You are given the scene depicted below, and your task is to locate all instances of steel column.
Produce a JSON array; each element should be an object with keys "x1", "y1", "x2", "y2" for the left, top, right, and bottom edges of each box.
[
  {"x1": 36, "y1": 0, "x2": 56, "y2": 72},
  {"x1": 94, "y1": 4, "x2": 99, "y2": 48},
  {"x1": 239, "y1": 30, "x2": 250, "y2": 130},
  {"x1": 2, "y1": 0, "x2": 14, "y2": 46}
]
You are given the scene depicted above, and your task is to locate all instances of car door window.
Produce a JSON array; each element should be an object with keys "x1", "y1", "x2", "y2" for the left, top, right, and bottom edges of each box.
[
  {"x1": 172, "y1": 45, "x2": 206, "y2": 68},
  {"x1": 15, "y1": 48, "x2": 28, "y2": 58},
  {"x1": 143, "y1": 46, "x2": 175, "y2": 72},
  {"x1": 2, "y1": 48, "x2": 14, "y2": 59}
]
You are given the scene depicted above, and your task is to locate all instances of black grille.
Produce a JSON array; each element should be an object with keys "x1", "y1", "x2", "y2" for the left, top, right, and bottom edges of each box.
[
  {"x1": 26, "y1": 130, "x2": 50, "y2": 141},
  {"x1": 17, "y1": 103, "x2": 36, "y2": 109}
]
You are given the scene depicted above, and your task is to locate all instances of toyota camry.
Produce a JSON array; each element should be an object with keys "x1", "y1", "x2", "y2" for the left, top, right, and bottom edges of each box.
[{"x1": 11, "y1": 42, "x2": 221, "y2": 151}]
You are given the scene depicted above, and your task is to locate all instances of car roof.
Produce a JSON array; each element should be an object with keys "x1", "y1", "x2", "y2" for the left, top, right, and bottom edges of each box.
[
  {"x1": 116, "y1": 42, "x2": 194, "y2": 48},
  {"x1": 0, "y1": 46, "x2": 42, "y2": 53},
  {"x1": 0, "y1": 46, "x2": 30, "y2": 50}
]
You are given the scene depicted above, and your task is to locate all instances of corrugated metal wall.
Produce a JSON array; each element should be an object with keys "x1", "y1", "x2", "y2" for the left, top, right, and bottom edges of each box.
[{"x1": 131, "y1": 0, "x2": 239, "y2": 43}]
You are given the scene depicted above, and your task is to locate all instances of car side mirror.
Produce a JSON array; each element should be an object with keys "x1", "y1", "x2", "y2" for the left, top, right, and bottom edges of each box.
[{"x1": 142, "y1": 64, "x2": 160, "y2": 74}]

→ Exercise goal: For every line in the entries above that contains "instances", add one to a count, and give that number by itself.

→ Task answer: 7